# Zu erledigende Aufgabe
Setze bitte den Text über die Placebo-Forschung im Anschluss an seinen letzten Satz fort.
== Vorliegender Text ==
Zuckerpillen, die Schmerzen lindern, Scheinoperationen, die die Beweglichkeit verbessern: Seit Jahren wird der Placebo-Effekt in der Medizin erforscht. Auf einem internationalen Kongress in Tübingen wurden die neuesten Ergebnisse vorgestellt.

Von Thomas Wagner |
    Wenn der Stuttgarter Medizinhistoriker Professor Robert Jütte ein Medikament verschrieben bekommt, dann vermeidet er eines: den Blick auf den Beipackzettel.

    "Das Merkwürdige ist doch, dass an sich diese Beipackzettel den Patienten schützen sollen vor Nebenwirkungen. Und genau das Gegenteil passiert: Es werden die Nebenwirkungen, die dort aufgeführt sind, zum Teil von den Patienten generiert. Also sie sind nicht eingebildet, sie sind wirklich da, sie lassen sich klinisch nachprüfen!"
===
== Ausgangsdaten ==
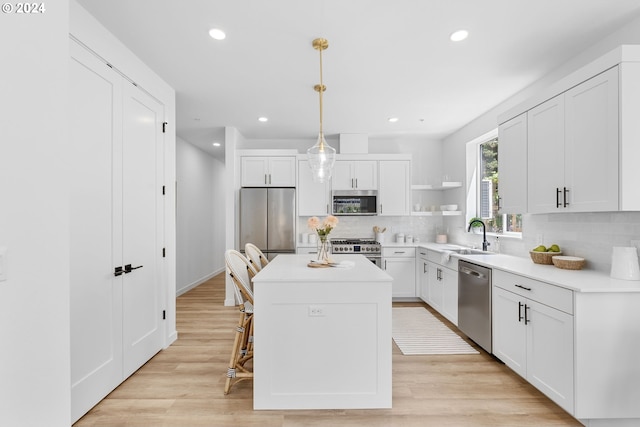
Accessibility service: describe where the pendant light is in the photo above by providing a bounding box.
[307,39,336,182]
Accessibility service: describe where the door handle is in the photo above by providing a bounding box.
[518,301,524,322]
[124,264,142,274]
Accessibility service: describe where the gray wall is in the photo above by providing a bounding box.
[176,138,225,295]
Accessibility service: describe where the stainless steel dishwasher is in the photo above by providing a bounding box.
[458,260,492,354]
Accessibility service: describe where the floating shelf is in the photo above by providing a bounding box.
[411,211,462,216]
[411,181,462,190]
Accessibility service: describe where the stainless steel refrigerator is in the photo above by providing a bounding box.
[240,188,296,260]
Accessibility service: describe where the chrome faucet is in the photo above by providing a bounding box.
[467,219,489,252]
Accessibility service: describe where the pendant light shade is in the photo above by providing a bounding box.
[307,39,336,182]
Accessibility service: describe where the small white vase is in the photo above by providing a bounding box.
[611,246,640,280]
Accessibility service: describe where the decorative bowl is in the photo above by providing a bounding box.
[551,256,585,270]
[440,205,458,211]
[529,251,562,265]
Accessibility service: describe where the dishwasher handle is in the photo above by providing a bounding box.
[459,267,487,279]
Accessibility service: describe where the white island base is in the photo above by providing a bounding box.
[253,255,393,409]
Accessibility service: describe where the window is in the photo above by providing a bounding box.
[474,135,522,235]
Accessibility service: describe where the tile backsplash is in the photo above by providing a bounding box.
[298,212,640,273]
[445,212,640,272]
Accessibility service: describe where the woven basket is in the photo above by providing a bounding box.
[529,251,562,265]
[551,256,585,270]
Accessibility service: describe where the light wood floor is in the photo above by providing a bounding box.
[75,274,581,427]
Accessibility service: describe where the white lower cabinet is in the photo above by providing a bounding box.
[427,261,458,325]
[382,246,418,299]
[493,270,574,414]
[417,249,458,326]
[416,249,429,304]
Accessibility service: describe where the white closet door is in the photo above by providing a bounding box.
[70,41,123,421]
[122,82,164,378]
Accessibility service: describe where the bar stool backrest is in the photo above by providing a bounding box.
[244,243,269,271]
[224,249,256,307]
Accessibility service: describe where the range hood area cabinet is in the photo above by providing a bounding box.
[297,154,411,216]
[297,160,331,216]
[498,46,640,213]
[378,160,411,216]
[331,160,378,190]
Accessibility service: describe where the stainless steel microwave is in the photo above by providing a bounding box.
[331,190,378,215]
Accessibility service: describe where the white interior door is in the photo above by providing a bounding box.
[122,82,164,378]
[70,42,123,421]
[69,37,165,422]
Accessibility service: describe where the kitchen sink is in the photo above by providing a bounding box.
[443,245,494,256]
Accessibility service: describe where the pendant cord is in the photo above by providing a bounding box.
[318,48,325,144]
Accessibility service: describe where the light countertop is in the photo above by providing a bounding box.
[420,243,640,292]
[253,254,393,283]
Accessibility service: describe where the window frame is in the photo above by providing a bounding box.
[465,128,522,239]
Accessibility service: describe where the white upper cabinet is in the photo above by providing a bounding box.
[378,160,411,216]
[498,113,527,214]
[564,67,619,212]
[241,156,296,187]
[296,160,331,216]
[527,95,564,213]
[527,67,619,213]
[331,160,378,190]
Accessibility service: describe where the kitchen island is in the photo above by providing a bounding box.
[253,254,393,409]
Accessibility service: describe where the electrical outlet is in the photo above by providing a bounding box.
[309,305,324,317]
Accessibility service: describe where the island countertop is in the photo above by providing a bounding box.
[254,254,393,283]
[253,254,393,409]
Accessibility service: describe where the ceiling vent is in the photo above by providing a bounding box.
[340,133,369,154]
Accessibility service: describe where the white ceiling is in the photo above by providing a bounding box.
[78,0,640,160]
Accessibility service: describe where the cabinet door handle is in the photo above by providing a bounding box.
[518,301,524,322]
[124,264,142,274]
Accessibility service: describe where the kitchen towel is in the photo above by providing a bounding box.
[392,307,479,355]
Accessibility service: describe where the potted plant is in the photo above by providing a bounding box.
[468,216,484,234]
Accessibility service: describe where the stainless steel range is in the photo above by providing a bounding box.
[331,239,382,268]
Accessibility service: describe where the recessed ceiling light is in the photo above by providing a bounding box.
[209,28,227,40]
[449,30,469,42]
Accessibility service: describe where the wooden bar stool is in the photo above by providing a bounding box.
[244,243,269,271]
[224,249,256,394]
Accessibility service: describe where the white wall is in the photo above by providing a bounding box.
[443,14,640,271]
[176,138,225,295]
[0,0,71,426]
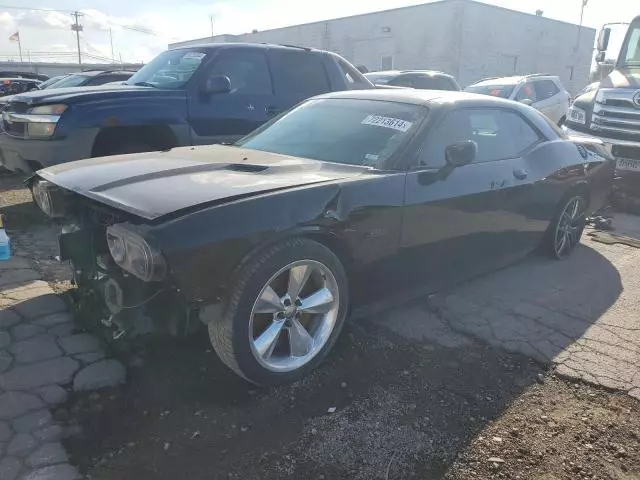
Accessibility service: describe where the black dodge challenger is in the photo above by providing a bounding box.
[30,90,614,384]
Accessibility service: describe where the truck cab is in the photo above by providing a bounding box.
[565,15,640,206]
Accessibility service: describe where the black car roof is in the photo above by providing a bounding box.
[314,88,521,109]
[365,70,454,78]
[0,77,42,83]
[172,42,325,53]
[76,70,136,77]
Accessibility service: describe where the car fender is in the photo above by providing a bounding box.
[56,91,190,144]
[149,173,405,300]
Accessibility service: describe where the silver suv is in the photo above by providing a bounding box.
[464,73,571,125]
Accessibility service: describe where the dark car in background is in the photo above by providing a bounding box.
[0,78,42,97]
[365,70,460,91]
[30,89,614,384]
[38,75,68,90]
[49,70,135,88]
[0,43,374,173]
[0,70,49,82]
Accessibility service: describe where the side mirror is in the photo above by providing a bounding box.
[203,75,231,94]
[444,140,478,168]
[598,28,611,54]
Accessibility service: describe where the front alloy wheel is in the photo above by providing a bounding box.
[249,260,340,372]
[209,238,349,385]
[552,197,585,259]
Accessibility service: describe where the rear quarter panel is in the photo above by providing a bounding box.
[528,140,615,222]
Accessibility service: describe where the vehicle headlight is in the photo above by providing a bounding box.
[107,224,167,282]
[17,105,67,138]
[567,105,587,125]
[27,122,57,138]
[31,180,66,218]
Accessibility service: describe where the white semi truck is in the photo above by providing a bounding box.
[564,12,640,205]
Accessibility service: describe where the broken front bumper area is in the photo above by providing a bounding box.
[59,225,199,340]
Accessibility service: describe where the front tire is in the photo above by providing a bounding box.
[543,195,587,260]
[209,238,349,385]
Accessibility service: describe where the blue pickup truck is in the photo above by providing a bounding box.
[0,43,375,173]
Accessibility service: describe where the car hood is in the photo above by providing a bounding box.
[600,68,640,88]
[11,85,177,105]
[37,145,370,220]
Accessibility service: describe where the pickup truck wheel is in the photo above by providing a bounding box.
[544,195,587,260]
[209,238,349,385]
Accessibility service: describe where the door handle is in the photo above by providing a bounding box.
[264,105,282,117]
[513,168,529,180]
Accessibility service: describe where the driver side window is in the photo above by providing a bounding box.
[204,49,272,95]
[418,108,542,168]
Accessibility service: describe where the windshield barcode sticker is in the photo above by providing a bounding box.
[361,115,413,132]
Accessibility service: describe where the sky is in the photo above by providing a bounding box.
[0,0,640,62]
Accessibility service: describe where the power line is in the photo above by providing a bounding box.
[0,5,73,13]
[0,5,164,37]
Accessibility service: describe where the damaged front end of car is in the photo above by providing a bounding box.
[29,176,198,340]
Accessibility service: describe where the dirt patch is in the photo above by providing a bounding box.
[62,324,640,480]
[446,379,640,480]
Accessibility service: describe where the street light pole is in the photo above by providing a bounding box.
[109,27,116,63]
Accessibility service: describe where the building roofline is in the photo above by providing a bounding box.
[169,0,596,46]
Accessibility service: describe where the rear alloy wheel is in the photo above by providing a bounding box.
[548,196,586,259]
[209,238,348,385]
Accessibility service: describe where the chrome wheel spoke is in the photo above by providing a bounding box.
[287,265,312,301]
[253,285,284,313]
[300,288,334,313]
[254,321,284,359]
[289,318,313,357]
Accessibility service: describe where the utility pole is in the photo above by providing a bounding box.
[576,0,589,52]
[109,27,116,63]
[71,10,83,65]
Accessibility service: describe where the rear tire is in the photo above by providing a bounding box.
[542,195,587,260]
[208,238,349,385]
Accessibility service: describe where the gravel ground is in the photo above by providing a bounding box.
[0,172,640,480]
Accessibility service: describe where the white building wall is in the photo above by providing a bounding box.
[457,2,596,93]
[170,0,595,92]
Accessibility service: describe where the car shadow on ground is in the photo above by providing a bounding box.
[62,246,622,480]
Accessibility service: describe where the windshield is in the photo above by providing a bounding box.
[126,49,207,88]
[236,98,427,168]
[619,22,640,67]
[464,85,516,98]
[50,75,91,88]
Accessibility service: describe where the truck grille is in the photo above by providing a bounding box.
[591,90,640,141]
[2,102,29,137]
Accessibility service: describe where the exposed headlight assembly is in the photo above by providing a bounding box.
[4,104,67,139]
[567,105,587,125]
[31,180,66,218]
[107,223,167,282]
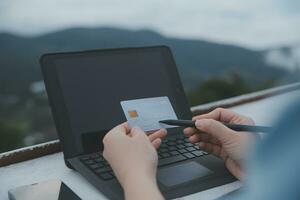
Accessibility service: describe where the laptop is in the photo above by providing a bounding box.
[40,46,235,199]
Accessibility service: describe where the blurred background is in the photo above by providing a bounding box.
[0,0,300,153]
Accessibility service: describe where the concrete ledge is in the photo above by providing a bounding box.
[0,83,300,167]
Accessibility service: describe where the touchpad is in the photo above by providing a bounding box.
[157,161,213,187]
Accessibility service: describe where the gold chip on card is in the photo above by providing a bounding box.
[128,110,139,118]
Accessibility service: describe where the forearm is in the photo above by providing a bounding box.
[123,175,164,200]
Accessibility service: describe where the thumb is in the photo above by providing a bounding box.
[130,127,146,137]
[195,119,233,143]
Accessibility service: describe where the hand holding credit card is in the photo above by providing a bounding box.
[121,96,177,132]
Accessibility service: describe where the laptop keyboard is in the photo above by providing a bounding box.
[79,135,208,180]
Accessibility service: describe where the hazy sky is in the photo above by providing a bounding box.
[0,0,300,48]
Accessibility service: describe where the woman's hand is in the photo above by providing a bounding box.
[184,108,254,180]
[103,123,167,199]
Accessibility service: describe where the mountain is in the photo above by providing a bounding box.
[0,28,290,94]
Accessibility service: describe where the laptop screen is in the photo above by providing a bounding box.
[46,47,191,156]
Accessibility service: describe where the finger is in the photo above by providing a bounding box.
[102,122,130,145]
[199,142,223,158]
[148,129,167,142]
[189,133,220,145]
[195,119,234,143]
[151,138,161,149]
[183,128,199,137]
[130,127,146,137]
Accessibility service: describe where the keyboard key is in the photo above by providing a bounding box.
[185,147,196,151]
[184,143,194,147]
[167,142,176,146]
[90,153,100,159]
[178,149,188,153]
[158,148,169,153]
[176,144,185,149]
[89,163,103,169]
[100,173,113,180]
[183,153,195,159]
[168,146,177,151]
[79,156,90,161]
[191,151,204,157]
[94,157,104,163]
[94,167,112,174]
[158,155,186,167]
[84,160,95,165]
[160,153,171,158]
[176,140,184,144]
[170,151,179,156]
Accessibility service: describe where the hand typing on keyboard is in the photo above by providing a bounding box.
[103,123,167,199]
[184,108,254,180]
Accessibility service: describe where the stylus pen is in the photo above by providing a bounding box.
[159,119,272,132]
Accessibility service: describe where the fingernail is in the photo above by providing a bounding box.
[195,119,203,128]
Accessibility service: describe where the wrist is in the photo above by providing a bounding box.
[122,170,156,189]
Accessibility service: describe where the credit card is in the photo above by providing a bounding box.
[120,96,177,132]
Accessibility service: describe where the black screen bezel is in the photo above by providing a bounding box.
[40,46,192,159]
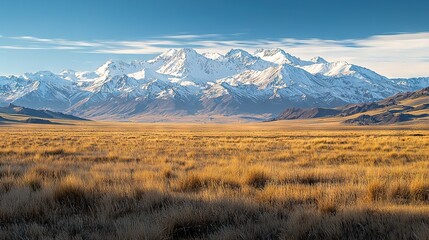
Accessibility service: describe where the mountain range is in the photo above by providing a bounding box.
[272,87,429,125]
[0,48,429,121]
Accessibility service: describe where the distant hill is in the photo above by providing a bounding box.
[273,87,429,125]
[0,48,429,122]
[0,104,89,124]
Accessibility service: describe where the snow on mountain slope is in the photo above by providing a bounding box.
[0,48,429,119]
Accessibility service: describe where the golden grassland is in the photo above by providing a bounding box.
[0,121,429,239]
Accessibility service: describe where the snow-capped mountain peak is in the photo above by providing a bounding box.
[310,56,328,63]
[254,48,313,66]
[0,48,429,118]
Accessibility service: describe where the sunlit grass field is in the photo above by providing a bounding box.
[0,123,429,239]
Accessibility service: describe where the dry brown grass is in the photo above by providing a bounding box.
[0,124,429,239]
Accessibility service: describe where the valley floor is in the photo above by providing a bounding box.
[0,120,429,239]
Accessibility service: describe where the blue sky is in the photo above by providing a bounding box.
[0,0,429,77]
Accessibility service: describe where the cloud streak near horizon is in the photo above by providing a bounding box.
[0,32,429,77]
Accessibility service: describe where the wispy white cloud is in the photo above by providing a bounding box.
[0,32,429,77]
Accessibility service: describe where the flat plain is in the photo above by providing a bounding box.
[0,119,429,239]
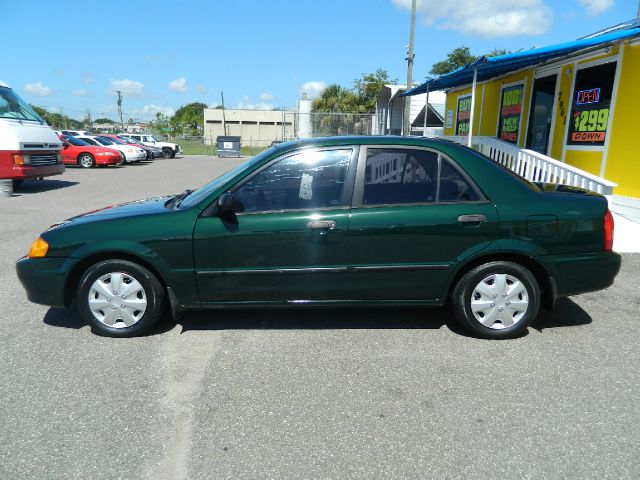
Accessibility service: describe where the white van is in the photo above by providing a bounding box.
[0,82,64,182]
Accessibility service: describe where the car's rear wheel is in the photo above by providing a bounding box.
[76,260,164,337]
[78,153,96,168]
[451,261,540,339]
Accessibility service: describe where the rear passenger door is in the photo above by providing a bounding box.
[349,146,498,301]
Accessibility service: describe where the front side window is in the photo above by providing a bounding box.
[362,148,480,205]
[0,87,44,123]
[234,149,353,212]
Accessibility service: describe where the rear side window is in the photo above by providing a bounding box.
[438,157,480,202]
[362,148,480,205]
[234,149,353,212]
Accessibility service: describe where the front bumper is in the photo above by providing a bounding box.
[537,251,622,298]
[16,257,78,307]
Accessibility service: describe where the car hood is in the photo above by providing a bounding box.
[51,195,173,228]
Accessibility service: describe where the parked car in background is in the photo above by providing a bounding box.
[95,133,152,160]
[0,82,64,184]
[60,135,122,168]
[119,133,182,158]
[76,135,147,163]
[98,133,156,160]
[17,136,620,339]
[118,135,164,159]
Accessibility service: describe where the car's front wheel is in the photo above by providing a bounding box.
[451,261,540,339]
[78,153,96,168]
[76,260,164,337]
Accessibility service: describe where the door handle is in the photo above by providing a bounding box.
[307,220,336,234]
[458,214,487,224]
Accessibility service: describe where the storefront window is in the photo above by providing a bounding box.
[456,96,471,135]
[498,85,524,143]
[567,62,616,146]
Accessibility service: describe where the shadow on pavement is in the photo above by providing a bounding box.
[43,298,592,338]
[13,180,78,195]
[531,298,593,332]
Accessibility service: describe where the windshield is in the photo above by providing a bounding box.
[93,137,114,145]
[62,135,89,147]
[100,136,126,145]
[82,137,101,147]
[180,148,273,207]
[0,87,45,123]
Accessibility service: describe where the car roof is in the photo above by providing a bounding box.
[274,135,457,150]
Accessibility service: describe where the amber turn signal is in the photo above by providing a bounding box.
[29,238,49,258]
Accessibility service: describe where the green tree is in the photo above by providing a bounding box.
[169,102,207,135]
[311,83,358,112]
[429,45,480,76]
[353,68,398,113]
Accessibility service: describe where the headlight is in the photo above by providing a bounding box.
[13,157,31,165]
[29,237,49,258]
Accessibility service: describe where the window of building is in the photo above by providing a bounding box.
[362,148,480,205]
[498,85,524,144]
[234,149,352,212]
[567,62,616,146]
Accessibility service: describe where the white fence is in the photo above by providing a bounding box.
[442,136,618,195]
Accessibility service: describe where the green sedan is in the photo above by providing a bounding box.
[17,137,620,339]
===
# Die Antwort
    Das haben klinische Studien ergeben, in denen Versuchspersonen Tabletten ohne jeglichen Wirkstoff nahmen, aber dazu einen Originalbeipackzettel lasen. Ergebnis: Die im Beipackzettel aufgeführten Nebenwirkungen traten bei einem Teil der Probanden dennoch auf. Diese Effekte lassen sich auch positiv nutzen; dann sprechen die Experten von "Placebo-Effekten". Das heißt: Krankheitssymptome schwächen sich durch die Einnahme wirkstofffreier Placebos ab.

    "Besonders gut funktioniert er bei Schmerzen, also bei allen mit Schmerzen assoziierten Erkrankungen. Das sind Kopfschmerzen, Rückenschmerzen, es können auch Bauchschmerzen sein. Da haben wir relativ starke Placebo-Effekte in klinischen Studien. Die bewegen sich so bei 40 Prozent: 40 Prozent der Patienten reagieren mit Besserung."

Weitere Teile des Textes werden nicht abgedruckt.